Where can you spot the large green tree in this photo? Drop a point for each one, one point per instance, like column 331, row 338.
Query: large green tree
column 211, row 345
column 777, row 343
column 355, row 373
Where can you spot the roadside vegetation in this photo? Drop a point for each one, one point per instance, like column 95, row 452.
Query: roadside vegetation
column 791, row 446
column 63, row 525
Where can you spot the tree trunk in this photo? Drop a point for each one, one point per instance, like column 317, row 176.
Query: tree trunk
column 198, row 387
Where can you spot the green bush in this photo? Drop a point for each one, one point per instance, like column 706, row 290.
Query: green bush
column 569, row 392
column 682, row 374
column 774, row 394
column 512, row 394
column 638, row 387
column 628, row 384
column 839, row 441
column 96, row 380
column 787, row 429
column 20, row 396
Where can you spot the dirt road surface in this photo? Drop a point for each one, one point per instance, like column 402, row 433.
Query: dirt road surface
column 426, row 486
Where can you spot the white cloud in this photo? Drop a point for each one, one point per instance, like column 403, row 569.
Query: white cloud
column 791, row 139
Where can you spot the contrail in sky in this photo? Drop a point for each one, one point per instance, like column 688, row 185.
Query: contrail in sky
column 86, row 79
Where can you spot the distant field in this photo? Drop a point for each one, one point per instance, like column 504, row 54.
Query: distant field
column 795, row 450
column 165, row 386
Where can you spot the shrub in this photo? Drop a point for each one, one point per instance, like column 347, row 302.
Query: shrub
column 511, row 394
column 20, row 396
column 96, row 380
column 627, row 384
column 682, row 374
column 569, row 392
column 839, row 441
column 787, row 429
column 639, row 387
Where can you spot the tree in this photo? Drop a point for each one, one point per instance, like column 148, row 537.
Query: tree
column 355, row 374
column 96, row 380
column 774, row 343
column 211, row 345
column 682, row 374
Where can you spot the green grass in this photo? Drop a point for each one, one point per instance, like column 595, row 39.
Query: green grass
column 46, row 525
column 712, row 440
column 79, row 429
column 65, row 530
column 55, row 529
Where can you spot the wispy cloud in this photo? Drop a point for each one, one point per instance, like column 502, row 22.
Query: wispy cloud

# # # # #

#### [Directions]
Reproduce word for word the part of the items above that opens with the line containing "Where can you spot the tree in" and runs through the last line of the items.

#### [Response]
Where can you spot the tree in this photo? Drop a point for each one, one point per instance, like column 148, row 537.
Query: tree
column 355, row 374
column 96, row 380
column 774, row 343
column 211, row 345
column 682, row 374
Where can you spot the green grass in this photo? Drop a point for each one, one point per instance, like column 595, row 39.
Query: green grass
column 46, row 525
column 712, row 440
column 79, row 429
column 65, row 530
column 55, row 529
Where can you spot the wispy cloud in this photo? Drop a point for each one, one point per instance, like column 502, row 22.
Query: wispy cloud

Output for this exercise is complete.